**Excerpted passage:**

Phylogenetics and Evolutionary Mechanisms

Translating genetic sequences into distance measures and evolutionary time scales requires assumptions about rates of change that are not universally accepted. Nevertheless, convincing recent work indicates that several major speciation events occurred several million years ago in Baikal (Timoshkin, 1997; Sherbakov, 1999). Perhaps more interesting is that molecular studies also indicate that some of the most highly morphologically adapted species in Baikal are more closely related to non-Baikalian taxa than to other endemic species (Sherbakov, 1999). Isolation mechanisms produce new species and basically these operate within (sympatry) or across (allopatry) reproductive barriers. Lake Baikal offers a continuous and well-mixed aqueous milieu, but recent geological changes, such as the emergence of the Ushkany Islands and separation of the Maloe More, are likely promoters of local speciation events. The uniform deep-water biotope in Baikal occupies some 10 000 km2 and here vicariance speciation is perhaps more difficult to explain.

**Record extracts:**

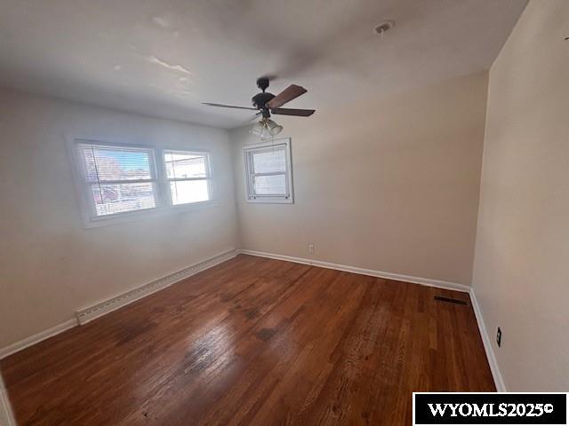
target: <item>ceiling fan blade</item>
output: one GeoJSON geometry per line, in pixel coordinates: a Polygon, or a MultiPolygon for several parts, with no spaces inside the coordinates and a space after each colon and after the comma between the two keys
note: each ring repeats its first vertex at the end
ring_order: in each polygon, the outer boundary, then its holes
{"type": "Polygon", "coordinates": [[[306,93],[308,91],[301,86],[297,86],[296,84],[291,84],[283,91],[281,91],[275,98],[267,102],[267,106],[270,109],[278,108],[279,106],[284,105],[286,102],[293,100],[295,98],[306,93]]]}
{"type": "Polygon", "coordinates": [[[291,108],[275,108],[271,109],[272,114],[280,114],[281,115],[297,115],[299,117],[309,117],[316,109],[291,109],[291,108]]]}
{"type": "Polygon", "coordinates": [[[202,102],[202,105],[208,105],[210,106],[221,106],[222,108],[250,109],[252,111],[257,111],[257,108],[253,108],[252,106],[236,106],[234,105],[212,104],[211,102],[202,102]]]}

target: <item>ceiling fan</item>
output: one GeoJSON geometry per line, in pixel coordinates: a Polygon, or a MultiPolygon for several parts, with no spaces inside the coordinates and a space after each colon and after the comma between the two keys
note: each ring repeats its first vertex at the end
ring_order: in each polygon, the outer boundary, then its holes
{"type": "Polygon", "coordinates": [[[303,95],[308,91],[301,86],[296,84],[291,84],[278,95],[275,96],[272,93],[265,91],[268,87],[268,77],[260,77],[257,79],[257,87],[262,91],[257,93],[251,99],[252,106],[236,106],[233,105],[224,104],[213,104],[211,102],[202,102],[204,105],[209,105],[210,106],[220,106],[223,108],[236,108],[236,109],[249,109],[252,111],[258,111],[248,122],[261,116],[261,119],[257,122],[251,130],[252,133],[265,138],[268,136],[276,136],[283,130],[283,126],[279,126],[273,120],[270,119],[270,114],[281,114],[281,115],[296,115],[299,117],[309,117],[315,113],[314,109],[292,109],[292,108],[281,108],[285,103],[303,95]]]}

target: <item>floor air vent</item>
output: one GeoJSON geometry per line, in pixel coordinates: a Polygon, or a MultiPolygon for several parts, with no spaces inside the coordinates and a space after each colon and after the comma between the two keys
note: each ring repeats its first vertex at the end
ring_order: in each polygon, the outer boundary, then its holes
{"type": "Polygon", "coordinates": [[[449,304],[469,304],[464,300],[452,299],[451,297],[444,297],[442,296],[436,296],[435,300],[438,300],[439,302],[448,302],[449,304]]]}

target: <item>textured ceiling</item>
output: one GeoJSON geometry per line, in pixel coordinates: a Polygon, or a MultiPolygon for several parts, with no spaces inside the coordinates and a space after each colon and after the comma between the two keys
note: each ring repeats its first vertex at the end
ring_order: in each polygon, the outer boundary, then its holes
{"type": "Polygon", "coordinates": [[[249,106],[261,75],[319,108],[487,69],[525,3],[3,0],[0,85],[231,128],[248,112],[200,102],[249,106]]]}

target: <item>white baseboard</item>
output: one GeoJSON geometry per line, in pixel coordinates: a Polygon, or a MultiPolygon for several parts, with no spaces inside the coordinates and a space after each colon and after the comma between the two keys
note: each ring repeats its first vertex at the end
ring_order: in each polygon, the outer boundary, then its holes
{"type": "Polygon", "coordinates": [[[492,376],[494,378],[494,384],[496,385],[496,390],[499,392],[507,392],[506,384],[500,372],[498,367],[498,361],[494,355],[494,350],[492,347],[492,340],[488,335],[486,326],[484,323],[482,318],[482,311],[480,311],[480,305],[478,305],[478,300],[477,295],[474,292],[474,288],[470,288],[470,301],[472,302],[472,308],[474,309],[474,314],[477,317],[477,322],[478,323],[478,329],[480,330],[480,335],[482,337],[482,343],[484,343],[484,349],[486,351],[486,358],[488,359],[488,364],[490,365],[490,370],[492,371],[492,376]]]}
{"type": "Polygon", "coordinates": [[[47,330],[40,331],[39,333],[30,335],[29,337],[26,337],[20,342],[16,342],[15,343],[12,343],[4,348],[0,348],[0,359],[4,359],[13,353],[19,352],[22,349],[26,349],[36,343],[39,343],[40,342],[45,339],[49,339],[50,337],[59,335],[60,333],[63,333],[65,330],[73,328],[76,325],[77,320],[76,319],[68,320],[67,321],[52,327],[47,330]]]}
{"type": "Polygon", "coordinates": [[[8,392],[4,384],[2,376],[0,375],[0,425],[1,426],[16,426],[14,414],[12,412],[12,406],[8,399],[8,392]]]}
{"type": "Polygon", "coordinates": [[[237,255],[237,250],[229,250],[220,255],[210,257],[203,262],[195,264],[188,268],[184,268],[180,271],[172,272],[165,277],[156,280],[152,282],[148,282],[134,289],[118,295],[115,297],[111,297],[108,300],[96,304],[89,308],[82,309],[78,311],[76,315],[76,319],[68,320],[55,327],[44,330],[34,335],[30,335],[20,342],[10,344],[4,348],[0,348],[0,359],[6,358],[13,353],[16,353],[23,349],[32,346],[36,343],[39,343],[43,340],[52,337],[60,333],[68,330],[77,325],[85,324],[95,318],[100,317],[106,313],[115,311],[123,306],[126,306],[132,302],[145,297],[152,293],[155,293],[162,288],[171,286],[172,284],[190,277],[201,271],[215,266],[221,262],[229,260],[237,255]]]}
{"type": "Polygon", "coordinates": [[[86,324],[95,318],[112,312],[123,306],[126,306],[127,304],[141,299],[142,297],[146,297],[152,293],[156,293],[166,287],[170,287],[175,282],[191,277],[192,275],[211,268],[212,266],[215,266],[221,262],[232,259],[236,256],[237,256],[237,250],[236,249],[221,253],[220,255],[214,256],[213,257],[210,257],[209,259],[192,264],[188,268],[181,269],[170,273],[165,277],[159,278],[158,280],[155,280],[154,281],[143,284],[136,288],[95,304],[88,308],[81,309],[76,312],[77,322],[80,325],[86,324]]]}
{"type": "Polygon", "coordinates": [[[361,275],[369,275],[372,277],[385,278],[388,280],[395,280],[397,281],[411,282],[413,284],[421,284],[422,286],[436,287],[437,288],[461,291],[463,293],[470,292],[469,286],[466,286],[464,284],[457,284],[455,282],[443,281],[440,280],[431,280],[429,278],[413,277],[411,275],[402,275],[399,273],[385,272],[383,271],[375,271],[373,269],[358,268],[356,266],[349,266],[347,264],[324,262],[322,260],[307,259],[304,257],[293,257],[292,256],[284,256],[284,255],[276,255],[274,253],[266,253],[263,251],[241,249],[239,250],[239,253],[243,253],[244,255],[258,256],[260,257],[268,257],[270,259],[286,260],[288,262],[294,262],[297,264],[320,266],[321,268],[336,269],[338,271],[344,271],[346,272],[354,272],[354,273],[359,273],[361,275]]]}

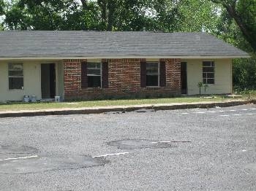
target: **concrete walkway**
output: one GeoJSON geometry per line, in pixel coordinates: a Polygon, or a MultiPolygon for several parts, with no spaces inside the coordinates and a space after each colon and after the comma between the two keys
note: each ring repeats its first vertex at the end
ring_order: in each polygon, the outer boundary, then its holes
{"type": "Polygon", "coordinates": [[[95,106],[82,108],[61,108],[49,109],[40,110],[20,110],[0,112],[0,117],[32,117],[42,115],[64,115],[64,114],[100,114],[106,112],[129,112],[136,110],[140,112],[146,109],[157,110],[173,110],[192,108],[211,108],[215,106],[225,107],[243,104],[256,104],[256,100],[250,101],[204,101],[193,103],[173,103],[129,106],[95,106]]]}

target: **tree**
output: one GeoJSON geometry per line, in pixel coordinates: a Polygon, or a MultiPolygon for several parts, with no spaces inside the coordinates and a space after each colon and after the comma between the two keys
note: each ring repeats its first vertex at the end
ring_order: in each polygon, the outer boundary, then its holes
{"type": "Polygon", "coordinates": [[[222,5],[233,18],[256,52],[256,1],[255,0],[210,0],[222,5]]]}
{"type": "Polygon", "coordinates": [[[0,15],[2,15],[4,14],[4,0],[0,0],[0,15]]]}

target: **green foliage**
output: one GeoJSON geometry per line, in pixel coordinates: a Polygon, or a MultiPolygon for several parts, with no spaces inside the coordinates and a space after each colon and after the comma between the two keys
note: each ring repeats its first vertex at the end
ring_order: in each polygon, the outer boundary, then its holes
{"type": "MultiPolygon", "coordinates": [[[[227,20],[233,20],[239,28],[252,52],[256,52],[256,1],[255,0],[210,0],[221,5],[227,20]],[[230,17],[230,18],[228,17],[230,17]]],[[[223,11],[222,10],[222,11],[223,11]]],[[[234,31],[236,32],[236,31],[234,31]]]]}
{"type": "Polygon", "coordinates": [[[233,73],[236,91],[256,90],[256,55],[246,59],[236,59],[233,73]]]}
{"type": "Polygon", "coordinates": [[[0,0],[0,15],[4,14],[4,0],[0,0]]]}

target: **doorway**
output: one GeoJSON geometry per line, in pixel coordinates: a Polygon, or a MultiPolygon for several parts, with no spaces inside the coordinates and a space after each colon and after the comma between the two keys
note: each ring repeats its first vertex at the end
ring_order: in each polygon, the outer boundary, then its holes
{"type": "Polygon", "coordinates": [[[181,94],[187,94],[187,63],[181,63],[181,94]]]}
{"type": "Polygon", "coordinates": [[[41,64],[42,98],[53,98],[56,96],[55,63],[41,64]]]}

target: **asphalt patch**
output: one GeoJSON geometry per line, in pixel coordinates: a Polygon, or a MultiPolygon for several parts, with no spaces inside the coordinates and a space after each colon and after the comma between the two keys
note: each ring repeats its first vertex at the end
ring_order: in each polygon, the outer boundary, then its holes
{"type": "Polygon", "coordinates": [[[110,146],[116,147],[120,149],[159,149],[176,147],[170,142],[161,142],[146,139],[124,139],[113,141],[107,143],[110,146]]]}
{"type": "Polygon", "coordinates": [[[137,109],[135,112],[138,113],[146,113],[146,112],[155,112],[156,110],[150,109],[137,109]]]}
{"type": "Polygon", "coordinates": [[[21,145],[1,145],[0,154],[32,154],[38,152],[37,148],[21,145]]]}
{"type": "Polygon", "coordinates": [[[19,174],[64,169],[78,169],[104,165],[109,161],[103,157],[88,156],[39,156],[26,159],[0,161],[0,174],[19,174]]]}

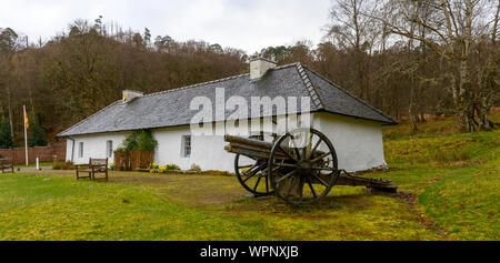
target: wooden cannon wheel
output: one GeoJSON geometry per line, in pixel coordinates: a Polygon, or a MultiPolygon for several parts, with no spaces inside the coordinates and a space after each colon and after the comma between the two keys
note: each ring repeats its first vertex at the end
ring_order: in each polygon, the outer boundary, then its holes
{"type": "Polygon", "coordinates": [[[278,139],[267,172],[274,194],[289,204],[318,202],[340,175],[332,143],[313,129],[298,129],[278,139]]]}

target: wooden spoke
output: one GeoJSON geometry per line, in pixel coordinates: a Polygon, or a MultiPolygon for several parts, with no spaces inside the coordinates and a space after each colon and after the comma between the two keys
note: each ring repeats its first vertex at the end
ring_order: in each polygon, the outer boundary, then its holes
{"type": "Polygon", "coordinates": [[[276,180],[276,184],[281,183],[284,179],[290,178],[291,175],[293,175],[293,174],[296,174],[296,173],[297,173],[297,170],[293,170],[293,171],[289,172],[287,175],[284,175],[284,176],[282,176],[282,178],[276,180]]]}
{"type": "Polygon", "coordinates": [[[309,179],[309,176],[307,176],[307,179],[308,179],[308,184],[309,184],[309,188],[311,189],[312,195],[314,195],[314,199],[317,199],[318,195],[316,194],[314,188],[312,186],[311,179],[309,179]]]}
{"type": "Polygon", "coordinates": [[[296,140],[293,139],[293,136],[290,136],[290,141],[292,143],[293,151],[296,152],[297,160],[300,160],[301,156],[300,156],[299,148],[297,146],[296,140]]]}
{"type": "Polygon", "coordinates": [[[287,155],[288,159],[293,160],[293,161],[297,161],[297,160],[296,160],[294,158],[292,158],[288,152],[286,152],[286,151],[281,148],[281,145],[278,145],[278,149],[279,149],[282,153],[284,153],[284,155],[287,155]]]}
{"type": "Polygon", "coordinates": [[[317,163],[317,162],[321,161],[323,158],[326,158],[326,156],[328,156],[328,155],[330,155],[330,154],[331,154],[331,152],[323,153],[323,154],[321,154],[321,156],[319,156],[319,158],[312,160],[311,162],[312,162],[312,163],[317,163]]]}
{"type": "Polygon", "coordinates": [[[312,170],[336,171],[333,168],[312,166],[312,170]]]}
{"type": "Polygon", "coordinates": [[[253,168],[256,164],[249,164],[249,165],[243,165],[243,166],[238,166],[238,169],[246,169],[246,168],[248,168],[248,169],[251,169],[251,168],[253,168]]]}
{"type": "Polygon", "coordinates": [[[288,204],[316,203],[328,195],[337,182],[338,163],[334,148],[328,138],[317,130],[299,129],[281,135],[274,142],[269,159],[268,170],[279,170],[268,173],[272,189],[277,196],[288,204]],[[299,141],[293,140],[298,139],[298,134],[302,135],[298,132],[304,132],[304,138],[301,139],[308,140],[301,140],[300,145],[299,141]],[[308,161],[309,165],[306,162],[297,165],[299,161],[308,161]]]}
{"type": "Polygon", "coordinates": [[[257,180],[256,186],[253,186],[253,192],[257,191],[257,188],[259,186],[260,183],[260,179],[262,179],[262,176],[259,176],[259,179],[257,180]]]}
{"type": "Polygon", "coordinates": [[[296,165],[289,163],[274,163],[274,165],[278,168],[296,168],[296,165]]]}
{"type": "Polygon", "coordinates": [[[316,152],[316,150],[318,150],[318,146],[321,144],[321,142],[323,142],[323,140],[320,138],[320,139],[318,140],[318,142],[316,143],[314,148],[312,148],[309,158],[314,156],[314,152],[316,152]]]}
{"type": "Polygon", "coordinates": [[[246,183],[251,178],[256,176],[257,173],[259,173],[262,170],[264,163],[260,164],[258,169],[252,170],[250,173],[247,173],[247,178],[243,180],[243,183],[246,183]]]}
{"type": "Polygon", "coordinates": [[[326,183],[321,178],[318,178],[316,174],[312,174],[312,173],[311,173],[311,175],[314,176],[323,186],[326,186],[326,188],[329,186],[328,183],[326,183]]]}
{"type": "Polygon", "coordinates": [[[299,179],[299,202],[302,203],[303,200],[303,179],[299,179]]]}

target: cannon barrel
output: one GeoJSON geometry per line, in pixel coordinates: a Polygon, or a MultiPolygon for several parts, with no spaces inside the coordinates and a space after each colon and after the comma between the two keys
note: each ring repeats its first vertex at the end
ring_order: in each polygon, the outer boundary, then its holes
{"type": "Polygon", "coordinates": [[[242,136],[226,135],[224,141],[229,142],[229,143],[240,144],[240,145],[249,145],[249,146],[256,148],[256,149],[268,150],[269,152],[271,151],[271,149],[273,146],[272,142],[264,142],[261,140],[242,138],[242,136]]]}

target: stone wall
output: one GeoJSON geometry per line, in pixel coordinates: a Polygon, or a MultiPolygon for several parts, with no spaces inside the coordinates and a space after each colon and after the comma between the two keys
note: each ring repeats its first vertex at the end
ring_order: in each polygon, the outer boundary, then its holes
{"type": "MultiPolygon", "coordinates": [[[[26,164],[24,148],[0,149],[0,155],[12,158],[14,164],[26,164]]],[[[54,155],[56,161],[66,160],[66,142],[53,143],[48,146],[28,148],[29,163],[36,163],[37,158],[39,159],[40,163],[52,162],[54,155]]]]}

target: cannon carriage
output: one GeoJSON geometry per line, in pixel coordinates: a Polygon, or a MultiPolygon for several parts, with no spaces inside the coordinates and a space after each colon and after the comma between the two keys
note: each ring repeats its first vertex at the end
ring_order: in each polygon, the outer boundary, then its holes
{"type": "Polygon", "coordinates": [[[331,141],[314,129],[297,129],[281,136],[231,136],[226,150],[236,154],[234,172],[254,196],[274,194],[289,204],[316,203],[336,185],[363,185],[396,192],[390,180],[356,176],[338,168],[331,141]]]}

**Task brief:**
Go on with the passage on phylogenetics and speciation in Lake Baikal, starting right after its last sentence. These records have no connection to the text about speciation in Lake Baikal.

**Response to this task:**
Species flocks are a special feature of ancient lakes and probably the world's best aquatic examples are ciclid flsh in Tanganyika (e.g., Greenwood, 1994) and the gammarids of Baikal. Flock-forming processes are under constant debate and formulating a coherent unifying explanation offers a robust challenge to students of evolution and ecology. Centres of high endemism might merely reflect low extinction rates (Rosenzweig, 1995) but this begs the question about causes. Ecology and competition are the drivers of evolution but a gap needs bridging between these modern processes and the slow process of speciation. Comparative molecular genetics and morphological studies in Baikal are however beginning to elucidate evolutionary patterns such as the Pleistocene radiations of cottoid fish (e.g., Timoshkin, 1997). Rigorous hypothesis testing about the past and present distributions of endemic taxa in Baikal is required, and in the case of diatoms, this lake is fortunate in having at least 5 million years of excellent fossil records.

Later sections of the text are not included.